§ **Direction 1**:
Answer these from the tax court opinion:
(a) In what city and state did petitioners reside when their petition was filed?
(b) How did the Court characterize petitioner's argument about the intervening bankruptcy?
(c) To which taxable years did the Commissioner's proof of claim relate?
§ **Direction 2**: Extend the tax court opinion beyond its final sentence.

§ **Document**:
## Begin

Petitioners resided in Houston, Texas, at the time that their petition was filed with the Court.

Preliminary Matters

(1) Petitioners' Motion for Summary Judgment

When this case was called for trial, petitioner Nicholas J. Alexander (petitioner) appeared and presented argument that the Court should not sustain respondent's deficiency determination because of petitioners' intervening bankruptcy. The Court characterized petitioner's argument as an oral motion for summary judgment. Accordingly, because the granting of such motion would be dispositive*632 of this case, we shall address it first.

The facts relevant to the disposition of petitioners' motion for summary judgment are summarized as follows.

In November 1989, several years after the petition in this case was filed and while the case was pending, petitioners filed a petition in bankruptcy under chapter 11 of the Bankruptcy Code (chapter 11). At least one proof of claim for internal revenue taxes was filed by the Commissioner with the bankruptcy court. Such proof of claim related to income taxes for the taxable years 1981 and 1982 and 1986 through 1988. The record does not disclose whether a proof of claim related to income taxes for other taxable years was also filed.

## End

§ **Information supplied**:
## Begin

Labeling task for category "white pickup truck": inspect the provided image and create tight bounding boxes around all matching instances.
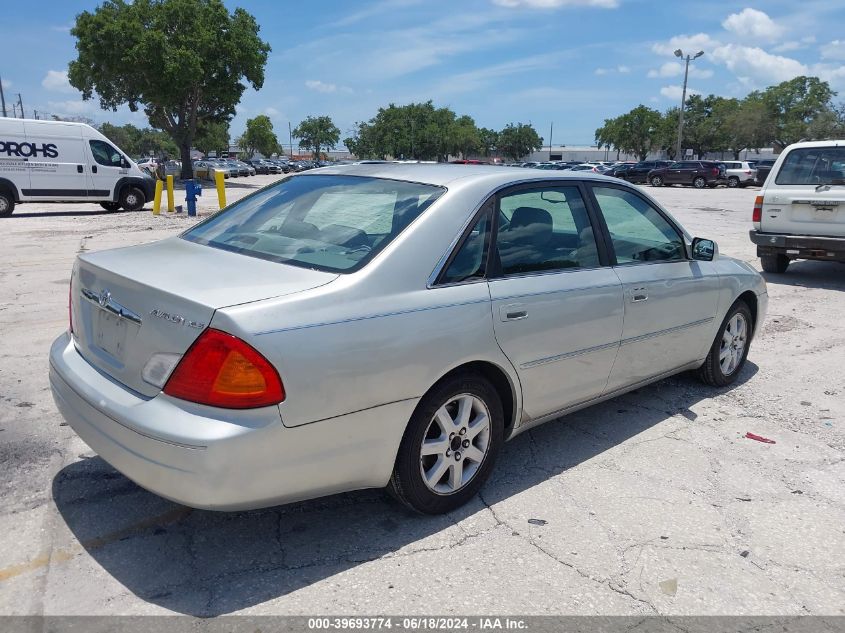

## End

§ **Result 1**:
(a) Houston, Texas.
(b) As an oral motion for summary judgment.
(c) 1981, 1982, and 1986 through 1988.

§ **Result 2**:
On August 8, 1991, the bankruptcy court entered an order confirming petitioners' plan of reorganization under chapter 11 (the plan of reorganization). A short time thereafter, on August 27, 1991, the bankruptcy court entered an agreed order (the Agreed Order), which counsel for the United States and counsel for petitioners also executed. 2 The Agreed Order determined petitioners' liability for income taxes for the taxable years 1979, 1980, 1981, 1982, 1986, 1987, and 1988 and required the plan of reorganization*633 to reflect such liability and to provide for payment thereof. 3*634 Significantly, the Agreed Order did not determine, or purport to determine, petitioners' liability for income tax for any other taxable year. Moreover, although the Agreed Order included a provision concerning Tax Court docket No. 44145-86, an action commenced by petitioners in November 1986, in respect of the Commissioner's income tax deficiency determination for the taxable years 1979 and 1980, the Agreed Order did not mention Tax Court docket No. 36892-85; i.e., the present case. 4

On December 17, 1991, the bankruptcy court entered a final decree closing petitioners' chapter 11 case.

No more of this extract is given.